▶ _EXERCISE_: Could you repeat every record below exactly as written?

::::

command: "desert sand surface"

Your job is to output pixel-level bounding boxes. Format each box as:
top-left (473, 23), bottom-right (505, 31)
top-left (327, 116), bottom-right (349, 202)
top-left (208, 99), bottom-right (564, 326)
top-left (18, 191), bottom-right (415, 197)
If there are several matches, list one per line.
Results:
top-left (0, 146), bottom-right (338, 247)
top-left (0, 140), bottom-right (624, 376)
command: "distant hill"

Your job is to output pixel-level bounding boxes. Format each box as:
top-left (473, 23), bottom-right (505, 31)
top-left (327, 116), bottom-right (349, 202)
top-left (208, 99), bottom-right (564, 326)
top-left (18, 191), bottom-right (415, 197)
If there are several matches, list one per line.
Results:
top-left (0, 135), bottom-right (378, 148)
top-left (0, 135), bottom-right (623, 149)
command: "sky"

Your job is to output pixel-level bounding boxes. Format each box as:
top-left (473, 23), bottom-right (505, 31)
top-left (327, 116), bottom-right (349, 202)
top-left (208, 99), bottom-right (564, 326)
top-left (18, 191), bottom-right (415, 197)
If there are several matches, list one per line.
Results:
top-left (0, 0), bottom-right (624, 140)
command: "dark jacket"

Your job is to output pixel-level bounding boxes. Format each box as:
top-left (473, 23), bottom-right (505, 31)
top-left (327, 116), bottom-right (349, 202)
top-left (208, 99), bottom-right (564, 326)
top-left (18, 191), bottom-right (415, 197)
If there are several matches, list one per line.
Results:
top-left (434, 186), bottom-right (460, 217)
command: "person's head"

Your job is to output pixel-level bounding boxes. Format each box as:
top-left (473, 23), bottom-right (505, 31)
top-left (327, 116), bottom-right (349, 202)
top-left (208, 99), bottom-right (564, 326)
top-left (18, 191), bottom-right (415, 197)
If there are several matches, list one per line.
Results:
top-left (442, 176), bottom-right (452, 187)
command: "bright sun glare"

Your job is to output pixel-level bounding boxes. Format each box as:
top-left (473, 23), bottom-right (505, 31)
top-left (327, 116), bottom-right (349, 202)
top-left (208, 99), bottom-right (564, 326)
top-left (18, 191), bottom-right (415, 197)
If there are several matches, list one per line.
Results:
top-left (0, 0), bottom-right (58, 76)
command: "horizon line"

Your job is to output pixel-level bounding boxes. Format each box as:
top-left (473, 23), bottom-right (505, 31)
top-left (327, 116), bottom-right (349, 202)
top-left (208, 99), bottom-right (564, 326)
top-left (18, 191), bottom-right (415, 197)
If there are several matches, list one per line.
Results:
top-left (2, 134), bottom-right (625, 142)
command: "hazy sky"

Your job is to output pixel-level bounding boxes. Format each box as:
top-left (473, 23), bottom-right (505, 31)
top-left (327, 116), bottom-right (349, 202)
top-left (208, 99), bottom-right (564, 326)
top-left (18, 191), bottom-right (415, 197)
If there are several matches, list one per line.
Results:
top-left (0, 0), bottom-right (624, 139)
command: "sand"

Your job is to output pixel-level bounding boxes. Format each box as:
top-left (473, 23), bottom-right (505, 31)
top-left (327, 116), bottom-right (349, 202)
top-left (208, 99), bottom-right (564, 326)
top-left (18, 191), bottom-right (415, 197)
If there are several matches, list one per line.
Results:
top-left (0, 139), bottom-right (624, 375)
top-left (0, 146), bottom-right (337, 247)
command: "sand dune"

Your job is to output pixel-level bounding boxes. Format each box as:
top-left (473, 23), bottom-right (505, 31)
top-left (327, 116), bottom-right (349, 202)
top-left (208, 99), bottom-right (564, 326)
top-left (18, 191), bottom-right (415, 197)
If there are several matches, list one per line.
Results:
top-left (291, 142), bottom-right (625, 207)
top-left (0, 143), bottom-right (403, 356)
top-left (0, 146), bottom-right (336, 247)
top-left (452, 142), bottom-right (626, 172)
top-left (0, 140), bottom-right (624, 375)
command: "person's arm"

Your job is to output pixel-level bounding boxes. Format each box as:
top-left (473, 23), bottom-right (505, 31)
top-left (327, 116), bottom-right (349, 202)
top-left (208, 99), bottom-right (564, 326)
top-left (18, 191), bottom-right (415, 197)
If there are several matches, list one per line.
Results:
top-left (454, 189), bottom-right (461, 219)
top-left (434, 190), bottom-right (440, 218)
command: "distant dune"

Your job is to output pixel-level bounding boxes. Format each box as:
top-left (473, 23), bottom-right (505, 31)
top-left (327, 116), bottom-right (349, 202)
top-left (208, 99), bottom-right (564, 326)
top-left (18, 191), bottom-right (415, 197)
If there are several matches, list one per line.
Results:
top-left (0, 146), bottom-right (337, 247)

::::

▶ _PROBLEM SOLUTION_:
command: "desert sand surface"

Your job is to output pixel-level bounding boxes. Format each box as:
top-left (473, 23), bottom-right (505, 31)
top-left (327, 116), bottom-right (349, 202)
top-left (208, 99), bottom-right (564, 326)
top-left (18, 191), bottom-right (415, 197)
If there are several matches, list one per line.
Results:
top-left (0, 146), bottom-right (338, 247)
top-left (0, 140), bottom-right (624, 376)
command: "distant hill"

Your job is to output pixel-level bounding boxes. Format each box as:
top-left (473, 23), bottom-right (505, 31)
top-left (327, 116), bottom-right (349, 202)
top-left (208, 99), bottom-right (564, 326)
top-left (18, 191), bottom-right (415, 197)
If there are several matches, list one per line.
Results:
top-left (0, 135), bottom-right (378, 148)
top-left (0, 135), bottom-right (623, 149)
command: "sky"

Your job is to output pixel-level bounding boxes. Format each box as:
top-left (473, 23), bottom-right (505, 31)
top-left (327, 116), bottom-right (349, 202)
top-left (208, 99), bottom-right (564, 326)
top-left (18, 191), bottom-right (415, 197)
If there are several matches, list one per line.
Results:
top-left (0, 0), bottom-right (624, 140)
command: "dark jacket"

Your job is to output pixel-level bounding boxes. Format each box as:
top-left (473, 23), bottom-right (505, 31)
top-left (327, 116), bottom-right (349, 202)
top-left (208, 99), bottom-right (564, 326)
top-left (18, 191), bottom-right (415, 197)
If there are several matches, list one per line.
Results:
top-left (434, 186), bottom-right (460, 217)
command: "person's head"

Your job is to output pixel-level bounding boxes. Format each box as:
top-left (473, 23), bottom-right (505, 31)
top-left (327, 116), bottom-right (349, 202)
top-left (208, 99), bottom-right (564, 326)
top-left (18, 191), bottom-right (415, 197)
If there are several matches, list one per line.
Results:
top-left (442, 176), bottom-right (452, 187)
command: "bright sun glare"

Your job is to output pixel-level bounding boxes. Format each box as:
top-left (473, 23), bottom-right (505, 31)
top-left (327, 116), bottom-right (349, 202)
top-left (208, 99), bottom-right (564, 326)
top-left (18, 191), bottom-right (415, 197)
If there are several matches, list one per line.
Results:
top-left (0, 0), bottom-right (58, 76)
command: "horizon line"

Your job is to output pixel-level bounding boxes. Format each box as:
top-left (473, 23), bottom-right (505, 31)
top-left (327, 116), bottom-right (349, 202)
top-left (208, 99), bottom-right (564, 326)
top-left (18, 191), bottom-right (415, 197)
If there are several matches, list one per line.
Results:
top-left (2, 134), bottom-right (625, 142)
command: "hazy sky"

Your job is to output pixel-level bounding boxes. Format each box as:
top-left (473, 23), bottom-right (505, 31)
top-left (327, 116), bottom-right (349, 202)
top-left (208, 99), bottom-right (564, 326)
top-left (18, 191), bottom-right (415, 197)
If there are several matches, list one per line.
Results:
top-left (0, 0), bottom-right (624, 139)
command: "sand"

Your job is to output pixel-level bounding boxes. Format each box as:
top-left (473, 23), bottom-right (505, 31)
top-left (327, 116), bottom-right (349, 202)
top-left (208, 99), bottom-right (564, 326)
top-left (18, 191), bottom-right (415, 197)
If there are several matches, list one per line.
Results:
top-left (0, 139), bottom-right (624, 375)
top-left (0, 146), bottom-right (337, 247)
command: "sand dune"

Your job is to output pixel-level bounding boxes. Format each box as:
top-left (473, 23), bottom-right (505, 31)
top-left (327, 116), bottom-right (349, 202)
top-left (208, 99), bottom-right (564, 326)
top-left (18, 191), bottom-right (415, 197)
If there are several matches, list one per line.
Results:
top-left (291, 142), bottom-right (625, 207)
top-left (0, 143), bottom-right (403, 356)
top-left (0, 146), bottom-right (336, 247)
top-left (452, 142), bottom-right (626, 172)
top-left (0, 140), bottom-right (624, 375)
command: "person's arm"

Your job is to output pixel-level bounding boxes. Format each box as:
top-left (473, 23), bottom-right (505, 31)
top-left (327, 116), bottom-right (349, 202)
top-left (208, 99), bottom-right (564, 326)
top-left (18, 191), bottom-right (415, 197)
If there are several matches, list one per line.
Results:
top-left (454, 189), bottom-right (461, 219)
top-left (434, 190), bottom-right (440, 218)
command: "distant dune"

Your job is to output pixel-level bounding boxes. Format each box as:
top-left (473, 23), bottom-right (505, 31)
top-left (327, 116), bottom-right (349, 202)
top-left (208, 99), bottom-right (564, 326)
top-left (18, 191), bottom-right (415, 197)
If there are several matches, list one per line.
Results:
top-left (0, 146), bottom-right (337, 247)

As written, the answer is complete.